◆ 練習問題:
• 1. 『恐怖の文学』を論じた文章の「パンターのこの本の基調は〈迫」から「下層中産階級の神話である。」」までを、両端も含めて書き直してください。その際、「庶民」を「民衆」に変えること。
• 2. 『恐怖の文学』を論じた文章の続きを、最後の文の後から書くこと。

◆ 文書部分:
• • • • • • •

玄文社主人の書斎

玄文社主人日々の雑感もしくは読後ノート

デイヴィド・パンター『恐怖の文学』(8)

2017年02月24日 | ゴシック論

 ホーソーンとポーについて取り上げられているのは、それぞれ『七破風の屋敷』と「アッシャー家の崩壊」である。ホーソーンに関して、私は短編小説しか読んだことがなく、『七破風の屋敷』も『緋文字』も読んでいないので、多くは語れないが、短編を読む限りホーソーンもまた、まぎれもなくゴシック作家であったと思う。
 パンターは『七破風の屋敷』について、舞台となる屋敷が「ヨーロッパ・スタイルの猿真似」として造られたものであったこと、そしてそれが抑圧された血脈の物語であったことを指摘する。

「七破風の屋敷の礎石は血で汚されている。迫害を受けた人間の血が付いていて、何を持ってしてもその汚点を除くことはできない。」

 この言葉はポーの「アッシャー家の崩壊」にも当てはまるもので、パンターはそこに「血統という問題を扱おうとした一つの試み」を読み取る。さらにパンターはそれを迫害によって「罪の輪のなかに閉じ込められた」血の記憶がもたらす恐怖というテーマに結びつける。
 パンターのこの本の基調は〈迫害-恐怖〉といったものになっていて、そこから階級間の闘争のような議論も出発している。『七破風の屋敷』についてパンターは次のように言う。

「『七破風の屋敷』は貴族についての中産階級の神話ではなく、庶民の権利を奪おうとした強力な〈上層中産階級〉についての下層中産階級の神話である。」

• • • • • • •

◆ データ部分:

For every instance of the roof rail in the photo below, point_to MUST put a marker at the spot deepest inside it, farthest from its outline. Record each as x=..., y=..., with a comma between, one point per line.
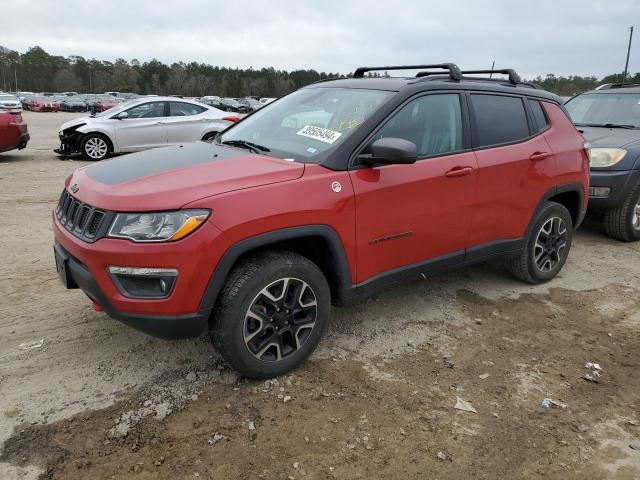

• • • • • • •

◆ 解答例:
• 1.
パンターのこの本の基調は〈迫害-恐怖〉といったものになっていて、そこから階級間の闘争のような議論も出発している。『七破風の屋敷』についてパンターは次のように言う。

「『七破風の屋敷』は貴族についての中産階級の神話ではなく、民衆の権利を奪おうとした強力な〈上層中産階級〉についての下層中産階級の神話である。」

• 2.
 プロレタリアートが出現するまであと一歩といったところだが、パンターにとってはゴシックの担い手が、虐げられ迫害された下層階級であればあるほど好ましいのである。
 何度も書くがこのような階級論からは、その時代に流行する小説の傾向の根拠を見出すことは出来るかも知れないが、ゴシック小説の本質とその継承については何も発見することは出来ない。
 むしろ抑圧された血統ということの方が、ゴシックの本質にとっては重要な概念である。ポーの「アッシャー家の崩壊」はその典型をなす物語であるが、しかし、そこに迫害される主体の権利の正統性があるのだろうか。
「アッシャー家の崩壊」で主人公は迫害されるのではなく、むしろ迫害する主体である。妹との近親相姦的な関係、そこに流れる汚れた血脈、そして自身を苛む罪障感、さらにそこに醸し出される恐怖、それらが一体となってアッシャーの屋敷とロデリック・アッシャーとを崩壊に導くのである。迫害・血脈・罪障感・恐怖は渾然一体となっていて、どれがどれの原因でもなければ結果でもない。
 以前に取り上げたクリス・ボルディックはゴシック小説の特徴を、時間的な相続恐怖と空間的な閉所恐怖に見ていたが、こちらの方がはるかに本質を突いた見解であると同時に、ゴシック小説を考える上で有効な見方であると思う。
 相続恐怖と閉所恐怖の二つを同時に徹底して追求したのが「アッシャー家の崩壊」という作品ではなかったか。パンターの議論からは〈迫害-恐怖〉という図式しか見えてこず、作品の背景に社会的・歴史的な要因を探し回るという作業が必要になるが、それでは文学を理解したことにはならない。
 相続恐怖と閉所恐怖を軸にすれば、ゴシックの屈折と倒錯について見通すことが出来るし、ゴシック小説の特殊性について理解する展望が開けるのである。アメリカ文学のゴシック性についての探求にとっても、それは有効な議論だと思う。
 さて、第8章は「ゴシックと煽情小説」で、再び本国イギリスの作家たちについての議論に戻るのであるが、もういいだろう。初めに、読むに値する一冊と評価したのに、批判ばかり書いてしまった。
(この項おわり)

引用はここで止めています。